▶ _Work instructions_
Retype the tail of the data exactly, starting at the line containing "target | shop front window" and stopping at the last line.

▶ _Input_
════════════════════

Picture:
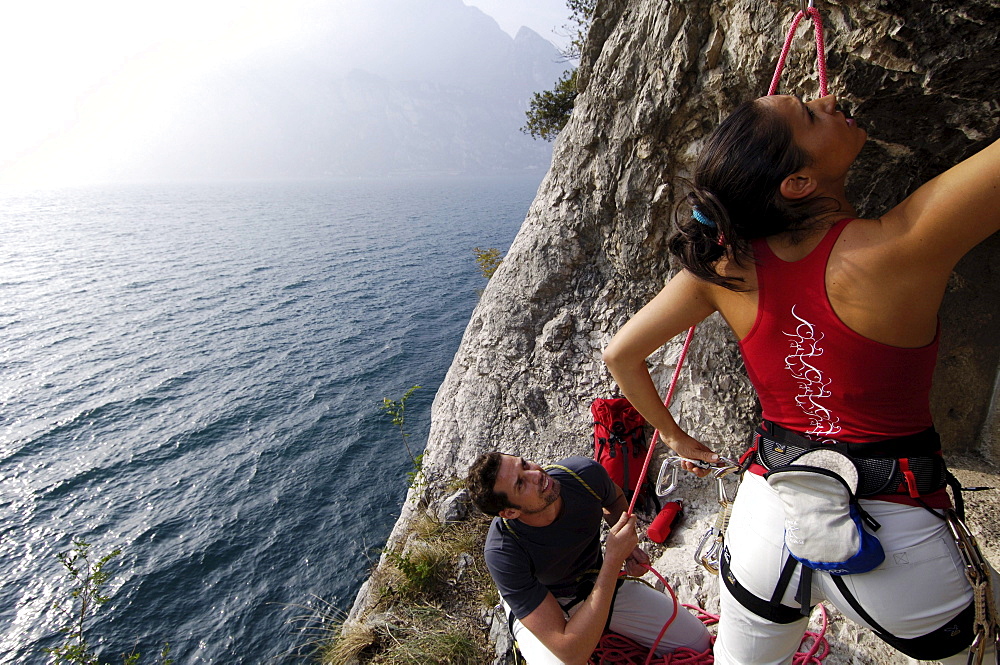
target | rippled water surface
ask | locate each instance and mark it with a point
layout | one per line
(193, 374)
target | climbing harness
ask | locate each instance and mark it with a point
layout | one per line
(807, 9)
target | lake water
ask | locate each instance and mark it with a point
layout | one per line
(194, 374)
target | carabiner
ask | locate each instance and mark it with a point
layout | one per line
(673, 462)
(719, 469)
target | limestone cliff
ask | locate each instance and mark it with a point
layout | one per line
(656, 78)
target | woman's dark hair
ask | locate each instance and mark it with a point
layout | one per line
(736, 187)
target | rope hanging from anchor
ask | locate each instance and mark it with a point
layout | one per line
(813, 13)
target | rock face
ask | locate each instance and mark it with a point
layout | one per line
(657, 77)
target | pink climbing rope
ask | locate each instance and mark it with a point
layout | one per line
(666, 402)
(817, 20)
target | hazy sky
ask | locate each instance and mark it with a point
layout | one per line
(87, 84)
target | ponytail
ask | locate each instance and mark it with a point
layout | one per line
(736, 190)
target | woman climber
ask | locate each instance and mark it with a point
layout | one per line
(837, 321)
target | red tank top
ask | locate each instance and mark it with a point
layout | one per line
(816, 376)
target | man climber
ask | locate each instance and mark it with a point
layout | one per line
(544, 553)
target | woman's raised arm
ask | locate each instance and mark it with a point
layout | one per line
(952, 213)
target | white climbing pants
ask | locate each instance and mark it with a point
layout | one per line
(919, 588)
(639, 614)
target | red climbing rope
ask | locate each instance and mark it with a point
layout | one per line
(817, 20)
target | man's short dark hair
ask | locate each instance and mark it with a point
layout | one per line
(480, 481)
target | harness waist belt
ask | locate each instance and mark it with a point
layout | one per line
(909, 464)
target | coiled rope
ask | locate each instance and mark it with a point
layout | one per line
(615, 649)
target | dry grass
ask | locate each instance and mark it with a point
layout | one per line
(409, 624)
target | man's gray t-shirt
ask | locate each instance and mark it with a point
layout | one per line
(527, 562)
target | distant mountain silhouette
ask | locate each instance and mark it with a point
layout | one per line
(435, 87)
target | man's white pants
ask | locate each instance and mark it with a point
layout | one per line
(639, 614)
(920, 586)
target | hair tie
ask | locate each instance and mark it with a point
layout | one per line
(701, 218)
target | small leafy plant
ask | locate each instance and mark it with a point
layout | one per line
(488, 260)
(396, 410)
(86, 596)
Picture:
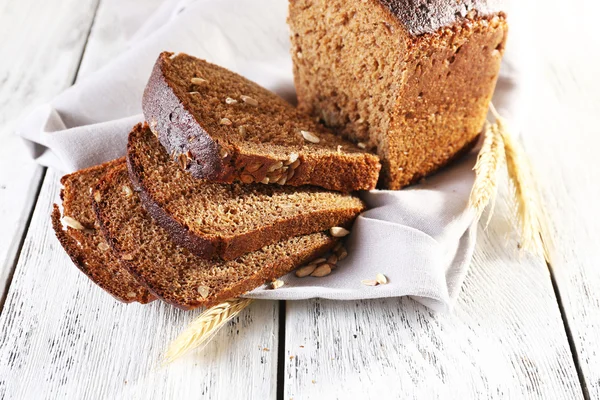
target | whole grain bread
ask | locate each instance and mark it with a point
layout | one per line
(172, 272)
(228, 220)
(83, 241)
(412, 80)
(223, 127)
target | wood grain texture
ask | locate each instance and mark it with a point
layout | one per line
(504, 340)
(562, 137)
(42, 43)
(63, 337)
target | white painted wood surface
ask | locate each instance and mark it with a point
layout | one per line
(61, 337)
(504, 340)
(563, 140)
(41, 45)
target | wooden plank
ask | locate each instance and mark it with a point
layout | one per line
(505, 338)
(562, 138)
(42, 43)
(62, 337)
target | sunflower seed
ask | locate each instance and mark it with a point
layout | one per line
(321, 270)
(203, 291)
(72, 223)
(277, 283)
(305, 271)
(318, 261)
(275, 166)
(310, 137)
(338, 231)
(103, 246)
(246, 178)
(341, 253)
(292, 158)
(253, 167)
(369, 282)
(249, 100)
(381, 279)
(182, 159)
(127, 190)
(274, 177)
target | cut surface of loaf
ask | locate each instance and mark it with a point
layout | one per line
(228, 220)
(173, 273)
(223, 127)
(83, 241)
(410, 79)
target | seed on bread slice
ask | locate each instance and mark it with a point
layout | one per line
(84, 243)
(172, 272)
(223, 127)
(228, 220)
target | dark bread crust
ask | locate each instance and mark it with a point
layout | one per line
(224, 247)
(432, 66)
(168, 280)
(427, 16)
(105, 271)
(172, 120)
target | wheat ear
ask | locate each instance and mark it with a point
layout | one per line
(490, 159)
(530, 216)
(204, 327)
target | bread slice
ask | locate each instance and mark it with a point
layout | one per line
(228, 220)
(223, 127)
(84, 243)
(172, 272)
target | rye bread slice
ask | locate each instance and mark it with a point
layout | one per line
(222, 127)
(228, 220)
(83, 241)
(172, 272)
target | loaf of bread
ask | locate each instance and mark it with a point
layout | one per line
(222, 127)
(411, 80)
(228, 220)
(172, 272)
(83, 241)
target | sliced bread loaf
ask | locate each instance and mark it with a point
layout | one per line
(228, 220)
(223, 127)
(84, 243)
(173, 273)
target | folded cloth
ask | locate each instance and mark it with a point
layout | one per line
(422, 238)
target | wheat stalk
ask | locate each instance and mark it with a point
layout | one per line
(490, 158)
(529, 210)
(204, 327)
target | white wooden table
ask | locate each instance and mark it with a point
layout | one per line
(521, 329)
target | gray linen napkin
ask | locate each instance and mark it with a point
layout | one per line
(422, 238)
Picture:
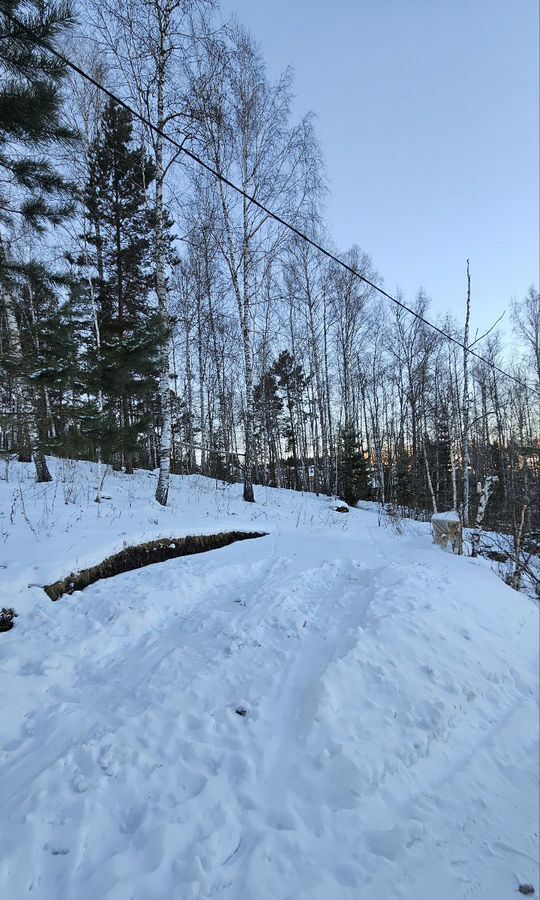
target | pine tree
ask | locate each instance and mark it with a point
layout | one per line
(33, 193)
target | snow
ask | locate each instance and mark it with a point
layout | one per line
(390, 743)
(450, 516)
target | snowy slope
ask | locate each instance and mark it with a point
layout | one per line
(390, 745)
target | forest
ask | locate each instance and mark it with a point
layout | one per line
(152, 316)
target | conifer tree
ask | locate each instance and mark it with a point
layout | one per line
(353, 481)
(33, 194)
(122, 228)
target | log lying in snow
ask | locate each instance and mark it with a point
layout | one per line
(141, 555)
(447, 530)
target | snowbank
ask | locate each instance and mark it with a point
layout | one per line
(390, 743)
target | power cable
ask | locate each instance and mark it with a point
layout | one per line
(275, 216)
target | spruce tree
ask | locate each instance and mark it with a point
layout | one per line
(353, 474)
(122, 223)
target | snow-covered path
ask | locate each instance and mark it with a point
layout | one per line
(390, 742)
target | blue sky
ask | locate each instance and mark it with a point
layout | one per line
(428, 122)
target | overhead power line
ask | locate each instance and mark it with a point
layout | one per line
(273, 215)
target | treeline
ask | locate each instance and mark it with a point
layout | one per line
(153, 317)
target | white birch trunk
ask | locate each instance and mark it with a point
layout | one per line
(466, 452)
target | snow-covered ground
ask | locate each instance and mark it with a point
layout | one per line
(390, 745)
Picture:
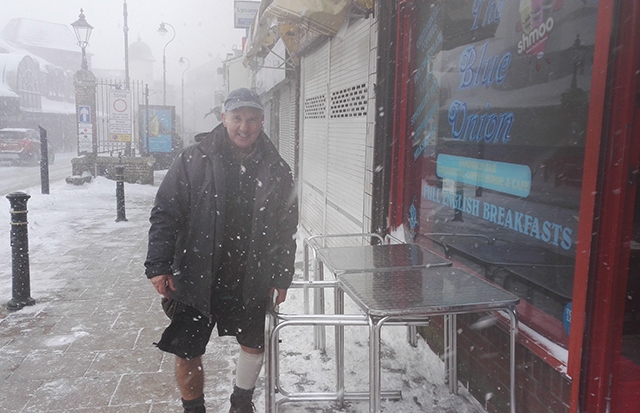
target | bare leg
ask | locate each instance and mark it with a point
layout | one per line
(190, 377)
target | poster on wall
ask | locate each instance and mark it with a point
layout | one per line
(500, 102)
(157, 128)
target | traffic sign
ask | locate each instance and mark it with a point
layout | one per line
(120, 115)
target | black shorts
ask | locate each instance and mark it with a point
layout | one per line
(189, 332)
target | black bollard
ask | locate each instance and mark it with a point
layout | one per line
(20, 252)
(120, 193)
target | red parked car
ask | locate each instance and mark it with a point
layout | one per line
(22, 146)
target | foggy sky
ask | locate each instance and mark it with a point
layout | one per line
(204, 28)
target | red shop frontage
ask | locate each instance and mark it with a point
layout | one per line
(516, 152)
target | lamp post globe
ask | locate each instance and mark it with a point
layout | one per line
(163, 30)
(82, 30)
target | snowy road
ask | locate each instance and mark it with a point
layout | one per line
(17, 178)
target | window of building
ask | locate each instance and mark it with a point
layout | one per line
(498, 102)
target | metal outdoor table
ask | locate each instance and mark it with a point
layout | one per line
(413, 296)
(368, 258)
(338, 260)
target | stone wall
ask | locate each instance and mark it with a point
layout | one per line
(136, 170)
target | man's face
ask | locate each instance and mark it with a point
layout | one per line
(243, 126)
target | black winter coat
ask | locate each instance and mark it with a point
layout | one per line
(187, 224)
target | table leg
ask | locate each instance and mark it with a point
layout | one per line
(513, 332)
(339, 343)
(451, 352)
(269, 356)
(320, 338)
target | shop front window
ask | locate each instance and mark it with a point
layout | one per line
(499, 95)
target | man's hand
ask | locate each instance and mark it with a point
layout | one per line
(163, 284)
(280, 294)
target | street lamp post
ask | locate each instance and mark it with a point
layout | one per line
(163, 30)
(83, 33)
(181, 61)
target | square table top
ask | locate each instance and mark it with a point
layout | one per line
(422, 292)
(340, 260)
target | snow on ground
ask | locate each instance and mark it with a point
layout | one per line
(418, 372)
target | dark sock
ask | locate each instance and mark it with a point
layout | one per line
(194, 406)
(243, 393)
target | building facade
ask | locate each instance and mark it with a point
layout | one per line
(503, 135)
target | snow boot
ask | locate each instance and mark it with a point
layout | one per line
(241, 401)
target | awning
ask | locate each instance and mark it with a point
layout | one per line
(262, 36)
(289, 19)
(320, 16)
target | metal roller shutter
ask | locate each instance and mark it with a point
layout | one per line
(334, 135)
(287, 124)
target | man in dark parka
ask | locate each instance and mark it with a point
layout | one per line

════════════════════

▶ _Expected answer_
target | shop front window
ask | locate each instance and mark it with a point
layout | one per line
(499, 95)
target | man's hand
ask | locate each instance and mark it with a point
layout | one per line
(163, 284)
(280, 294)
target | street lamp post
ask | locate each instance and mark it with a point
layout | one per line
(163, 30)
(83, 33)
(181, 61)
target | square table top
ask | locate each instance and mark it with a point
layout | one per line
(422, 292)
(340, 260)
target | snow on ground
ask | locate each instance and mark it with a point
layout | one per line
(418, 372)
target | dark sock
ask | locate each instance and mark it with a point
layout | one per line
(194, 406)
(243, 393)
target | building facade
ask | locate each instance and mark it with a point
layout | one per line
(503, 135)
target | snow boot
ask | locate each instance and mark it with a point
layout | one per line
(241, 401)
target | awning
ask | locate each instance and mark it with a point
layout | one per line
(262, 36)
(289, 19)
(320, 16)
target | metal roller shutter
ask | locate each instance and mark it with a point
layout | one per line
(334, 135)
(287, 124)
target | man in dark parka
ask | locate each instance and mark it with a point
layout | one per line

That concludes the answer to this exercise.